Directions
1. Please retype part of the article on sales gifts, beginning at the words "There is no such" and stopping after the words "counting on it.".
2. In the article on sales gifts, what did the client know when more desks and walls had his calendars?

Extract to read
—————

Use gifts to propel sales, not fame

There is no free lunch. FILE PHOTO | NMG

What you need to know:

  • Whatever gifts you get, use them as an investment to propel your sales as opposed to your popularity.

There is no such thing as a free lunch. Clients and employers will sometimes give you branded T-shirts, caps, pens, flash disks, coffee flasks, or even a bottle of wine. Whatever gifts you get, use them as an investment to propel your sales as opposed to your popularity. When most salespeople receive such gifts they already have a waiting list of friends and family to give them to. The client doesn’t mind that -- in fact, he is counting on it.

For instance, when calendars were still in vogue, the more desks and walls that had them, the more the client knew his investment in free advertising had paid off. Yes, it’s not a gift he is giving you. There is a reason why it’s branded-it’s advertising material he is distributing through you. What to do? Learn from this revelation. There is no free lunch. The ‘gifts’ are an investment the client expects will pay off through you; so use the gifts as an investment that will pay for you. And payment here does not refer to the accolades you get from family and friends, some who get offended when they do not receive it. Payment here refers to extending the gifts to areas that will accelerate your sales.

—————

Dataset entries
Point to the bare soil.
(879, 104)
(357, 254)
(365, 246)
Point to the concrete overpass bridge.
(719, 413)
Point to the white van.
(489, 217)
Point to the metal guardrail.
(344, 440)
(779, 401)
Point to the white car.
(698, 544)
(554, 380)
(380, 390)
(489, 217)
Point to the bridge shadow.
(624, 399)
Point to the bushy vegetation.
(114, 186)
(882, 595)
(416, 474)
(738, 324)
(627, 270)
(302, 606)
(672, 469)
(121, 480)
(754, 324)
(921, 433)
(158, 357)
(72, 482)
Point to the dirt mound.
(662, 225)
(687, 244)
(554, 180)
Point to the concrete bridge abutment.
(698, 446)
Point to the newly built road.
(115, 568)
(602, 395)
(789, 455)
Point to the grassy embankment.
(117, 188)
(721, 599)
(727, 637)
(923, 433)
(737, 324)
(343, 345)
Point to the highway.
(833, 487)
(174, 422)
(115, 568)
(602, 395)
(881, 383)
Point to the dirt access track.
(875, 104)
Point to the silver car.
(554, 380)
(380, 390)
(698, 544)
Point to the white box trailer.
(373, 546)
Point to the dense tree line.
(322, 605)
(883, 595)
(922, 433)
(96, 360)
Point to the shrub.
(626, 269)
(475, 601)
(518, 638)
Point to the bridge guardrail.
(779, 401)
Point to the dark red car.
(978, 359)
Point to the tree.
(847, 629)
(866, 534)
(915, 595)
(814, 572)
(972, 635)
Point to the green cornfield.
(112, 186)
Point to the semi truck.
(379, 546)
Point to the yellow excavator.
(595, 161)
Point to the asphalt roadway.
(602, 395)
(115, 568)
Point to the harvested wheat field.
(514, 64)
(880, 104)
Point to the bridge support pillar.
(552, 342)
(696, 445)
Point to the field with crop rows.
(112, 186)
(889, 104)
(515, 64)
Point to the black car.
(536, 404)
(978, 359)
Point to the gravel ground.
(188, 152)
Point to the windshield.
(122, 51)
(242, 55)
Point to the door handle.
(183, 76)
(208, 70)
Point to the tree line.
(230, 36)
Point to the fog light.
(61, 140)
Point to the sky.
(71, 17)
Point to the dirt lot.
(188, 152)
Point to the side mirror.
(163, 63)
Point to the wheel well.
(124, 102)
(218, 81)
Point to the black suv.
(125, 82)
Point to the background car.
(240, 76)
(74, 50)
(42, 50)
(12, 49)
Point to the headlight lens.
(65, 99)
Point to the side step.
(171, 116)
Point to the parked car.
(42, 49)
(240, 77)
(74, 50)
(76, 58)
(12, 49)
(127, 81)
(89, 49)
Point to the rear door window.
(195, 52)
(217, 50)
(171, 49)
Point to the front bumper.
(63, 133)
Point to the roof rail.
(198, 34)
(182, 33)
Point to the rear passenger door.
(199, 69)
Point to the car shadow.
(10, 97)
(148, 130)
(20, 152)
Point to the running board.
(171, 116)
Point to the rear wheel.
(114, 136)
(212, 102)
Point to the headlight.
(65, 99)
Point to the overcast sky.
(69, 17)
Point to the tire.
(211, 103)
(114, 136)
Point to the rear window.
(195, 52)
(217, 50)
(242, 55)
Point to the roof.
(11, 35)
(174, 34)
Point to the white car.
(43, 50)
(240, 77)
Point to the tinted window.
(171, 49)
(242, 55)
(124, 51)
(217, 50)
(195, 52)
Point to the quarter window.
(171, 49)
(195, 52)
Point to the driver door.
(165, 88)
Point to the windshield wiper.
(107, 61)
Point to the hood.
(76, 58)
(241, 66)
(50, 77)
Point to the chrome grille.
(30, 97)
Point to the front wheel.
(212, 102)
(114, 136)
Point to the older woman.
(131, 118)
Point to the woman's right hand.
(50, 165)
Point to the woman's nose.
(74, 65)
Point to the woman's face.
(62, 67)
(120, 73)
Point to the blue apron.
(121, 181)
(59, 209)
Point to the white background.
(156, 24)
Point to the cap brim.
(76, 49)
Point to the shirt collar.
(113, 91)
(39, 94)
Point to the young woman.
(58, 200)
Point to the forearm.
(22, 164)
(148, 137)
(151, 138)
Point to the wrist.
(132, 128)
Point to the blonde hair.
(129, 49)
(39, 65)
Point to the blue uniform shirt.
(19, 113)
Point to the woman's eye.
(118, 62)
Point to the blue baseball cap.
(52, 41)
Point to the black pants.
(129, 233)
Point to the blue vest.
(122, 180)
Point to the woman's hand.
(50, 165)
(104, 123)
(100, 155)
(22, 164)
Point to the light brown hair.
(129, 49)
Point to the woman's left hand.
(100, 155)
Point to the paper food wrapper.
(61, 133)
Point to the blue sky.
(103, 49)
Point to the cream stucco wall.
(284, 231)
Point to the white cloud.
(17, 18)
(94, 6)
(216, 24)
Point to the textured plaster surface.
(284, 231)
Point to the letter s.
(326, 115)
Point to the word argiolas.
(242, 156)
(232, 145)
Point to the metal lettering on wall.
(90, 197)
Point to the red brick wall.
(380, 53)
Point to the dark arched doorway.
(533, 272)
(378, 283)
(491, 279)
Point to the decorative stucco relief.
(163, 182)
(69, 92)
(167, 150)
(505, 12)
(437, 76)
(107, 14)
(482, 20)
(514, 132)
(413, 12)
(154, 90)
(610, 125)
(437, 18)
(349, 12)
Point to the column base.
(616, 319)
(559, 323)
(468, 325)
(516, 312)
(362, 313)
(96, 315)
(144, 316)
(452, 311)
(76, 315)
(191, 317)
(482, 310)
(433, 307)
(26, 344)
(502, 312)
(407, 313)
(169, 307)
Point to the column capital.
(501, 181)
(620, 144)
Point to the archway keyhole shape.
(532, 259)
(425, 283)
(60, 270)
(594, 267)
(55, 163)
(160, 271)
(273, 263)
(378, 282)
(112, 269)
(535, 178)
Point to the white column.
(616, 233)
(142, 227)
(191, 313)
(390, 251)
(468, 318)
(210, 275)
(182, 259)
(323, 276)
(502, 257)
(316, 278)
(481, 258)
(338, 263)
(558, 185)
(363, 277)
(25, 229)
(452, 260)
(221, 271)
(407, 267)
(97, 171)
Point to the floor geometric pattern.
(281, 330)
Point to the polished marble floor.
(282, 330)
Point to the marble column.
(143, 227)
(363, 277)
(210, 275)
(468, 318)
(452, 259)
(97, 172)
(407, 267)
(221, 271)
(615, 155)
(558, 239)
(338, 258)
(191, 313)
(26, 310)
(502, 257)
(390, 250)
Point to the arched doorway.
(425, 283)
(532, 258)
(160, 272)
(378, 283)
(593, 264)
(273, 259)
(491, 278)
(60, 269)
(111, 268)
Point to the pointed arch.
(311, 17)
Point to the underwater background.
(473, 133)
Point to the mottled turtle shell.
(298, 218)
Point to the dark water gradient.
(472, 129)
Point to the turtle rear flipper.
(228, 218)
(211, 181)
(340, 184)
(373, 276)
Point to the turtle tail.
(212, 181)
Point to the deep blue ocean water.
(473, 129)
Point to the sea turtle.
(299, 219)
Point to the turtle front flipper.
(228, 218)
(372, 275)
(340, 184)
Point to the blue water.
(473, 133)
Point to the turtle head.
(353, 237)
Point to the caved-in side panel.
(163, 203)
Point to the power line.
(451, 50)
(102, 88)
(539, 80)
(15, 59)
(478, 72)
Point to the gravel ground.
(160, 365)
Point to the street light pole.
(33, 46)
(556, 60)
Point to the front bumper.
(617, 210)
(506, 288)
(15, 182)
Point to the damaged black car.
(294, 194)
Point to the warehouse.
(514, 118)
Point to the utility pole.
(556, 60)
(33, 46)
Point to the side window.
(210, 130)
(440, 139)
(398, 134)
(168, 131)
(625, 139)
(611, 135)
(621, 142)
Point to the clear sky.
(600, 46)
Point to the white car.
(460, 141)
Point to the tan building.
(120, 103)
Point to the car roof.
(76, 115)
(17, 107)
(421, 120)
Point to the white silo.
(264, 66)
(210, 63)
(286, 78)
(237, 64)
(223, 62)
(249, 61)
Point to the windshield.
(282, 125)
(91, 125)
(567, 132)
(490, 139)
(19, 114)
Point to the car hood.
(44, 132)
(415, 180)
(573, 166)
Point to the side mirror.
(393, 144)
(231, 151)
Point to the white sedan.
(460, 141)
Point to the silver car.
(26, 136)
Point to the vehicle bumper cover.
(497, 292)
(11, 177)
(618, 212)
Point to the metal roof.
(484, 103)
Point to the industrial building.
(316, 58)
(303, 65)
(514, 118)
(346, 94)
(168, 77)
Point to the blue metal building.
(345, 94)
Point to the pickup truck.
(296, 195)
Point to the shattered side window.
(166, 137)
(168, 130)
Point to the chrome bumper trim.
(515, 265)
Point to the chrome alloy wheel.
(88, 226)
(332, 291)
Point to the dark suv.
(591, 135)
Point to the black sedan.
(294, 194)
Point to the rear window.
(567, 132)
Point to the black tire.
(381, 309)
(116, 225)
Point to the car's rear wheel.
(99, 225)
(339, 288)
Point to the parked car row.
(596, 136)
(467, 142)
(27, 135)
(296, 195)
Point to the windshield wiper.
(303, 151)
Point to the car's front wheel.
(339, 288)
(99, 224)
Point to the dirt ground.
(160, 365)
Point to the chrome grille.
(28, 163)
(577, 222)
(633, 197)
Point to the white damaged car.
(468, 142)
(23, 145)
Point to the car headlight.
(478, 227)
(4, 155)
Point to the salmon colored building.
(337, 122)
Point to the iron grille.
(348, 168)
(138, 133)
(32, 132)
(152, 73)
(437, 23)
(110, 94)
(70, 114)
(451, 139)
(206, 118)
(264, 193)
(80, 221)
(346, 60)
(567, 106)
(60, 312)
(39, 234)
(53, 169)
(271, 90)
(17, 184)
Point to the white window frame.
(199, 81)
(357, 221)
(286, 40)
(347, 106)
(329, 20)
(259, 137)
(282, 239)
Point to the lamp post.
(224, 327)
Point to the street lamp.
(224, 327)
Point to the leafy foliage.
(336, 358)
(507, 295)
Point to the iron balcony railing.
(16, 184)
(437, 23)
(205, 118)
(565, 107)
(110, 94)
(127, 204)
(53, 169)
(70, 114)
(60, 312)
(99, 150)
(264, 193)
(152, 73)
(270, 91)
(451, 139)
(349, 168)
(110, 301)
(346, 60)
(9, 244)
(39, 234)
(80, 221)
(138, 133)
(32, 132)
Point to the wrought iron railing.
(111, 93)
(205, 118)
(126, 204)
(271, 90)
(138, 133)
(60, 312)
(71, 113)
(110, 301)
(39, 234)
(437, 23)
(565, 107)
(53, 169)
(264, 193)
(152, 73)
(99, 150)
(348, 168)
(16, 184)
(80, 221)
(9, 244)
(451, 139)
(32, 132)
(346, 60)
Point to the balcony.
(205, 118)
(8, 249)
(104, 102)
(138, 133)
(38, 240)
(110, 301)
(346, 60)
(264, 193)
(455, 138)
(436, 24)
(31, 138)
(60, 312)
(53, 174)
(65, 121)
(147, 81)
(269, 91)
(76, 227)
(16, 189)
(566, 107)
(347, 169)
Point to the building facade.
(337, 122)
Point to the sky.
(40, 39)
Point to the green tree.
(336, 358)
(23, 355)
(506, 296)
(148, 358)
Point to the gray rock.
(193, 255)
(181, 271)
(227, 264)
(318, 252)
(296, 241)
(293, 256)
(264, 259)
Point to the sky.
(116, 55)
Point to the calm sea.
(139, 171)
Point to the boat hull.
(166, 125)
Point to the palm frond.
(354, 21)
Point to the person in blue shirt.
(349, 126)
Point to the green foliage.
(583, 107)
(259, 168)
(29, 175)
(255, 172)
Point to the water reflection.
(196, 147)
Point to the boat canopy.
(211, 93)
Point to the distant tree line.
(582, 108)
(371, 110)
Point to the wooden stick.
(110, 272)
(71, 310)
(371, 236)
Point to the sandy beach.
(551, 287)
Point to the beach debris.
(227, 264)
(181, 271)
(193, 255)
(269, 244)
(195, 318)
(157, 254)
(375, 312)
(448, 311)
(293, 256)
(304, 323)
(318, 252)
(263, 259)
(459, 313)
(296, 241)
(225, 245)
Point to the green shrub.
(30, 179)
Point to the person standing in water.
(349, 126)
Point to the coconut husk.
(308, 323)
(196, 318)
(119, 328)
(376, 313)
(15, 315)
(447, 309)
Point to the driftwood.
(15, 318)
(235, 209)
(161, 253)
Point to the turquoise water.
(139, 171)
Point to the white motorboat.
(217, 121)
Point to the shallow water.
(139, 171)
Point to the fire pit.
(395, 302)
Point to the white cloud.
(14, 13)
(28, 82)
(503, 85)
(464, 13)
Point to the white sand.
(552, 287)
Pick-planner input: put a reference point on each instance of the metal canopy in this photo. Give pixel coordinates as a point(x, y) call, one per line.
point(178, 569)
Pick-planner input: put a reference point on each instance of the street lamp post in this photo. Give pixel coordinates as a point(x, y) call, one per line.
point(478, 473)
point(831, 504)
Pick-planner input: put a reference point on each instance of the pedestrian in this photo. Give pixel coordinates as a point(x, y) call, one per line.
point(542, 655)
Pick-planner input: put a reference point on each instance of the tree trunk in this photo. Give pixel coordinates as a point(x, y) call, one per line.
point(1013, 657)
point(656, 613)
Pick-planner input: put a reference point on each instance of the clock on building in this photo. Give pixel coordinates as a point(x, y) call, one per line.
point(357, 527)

—————

Answers to each task
1.
There is no such thing as a free lunch. Clients and employers will sometimes give you branded T-shirts, caps, pens, flash disks, coffee flasks, or even a bottle of wine. Whatever gifts you get, use them as an investment to propel your sales as opposed to your popularity. When most salespeople receive such gifts they already have a waiting list of friends and family to give them to. The client doesn’t mind that -- in fact, he is counting on it.

2. He knew his investment in free advertising had paid off.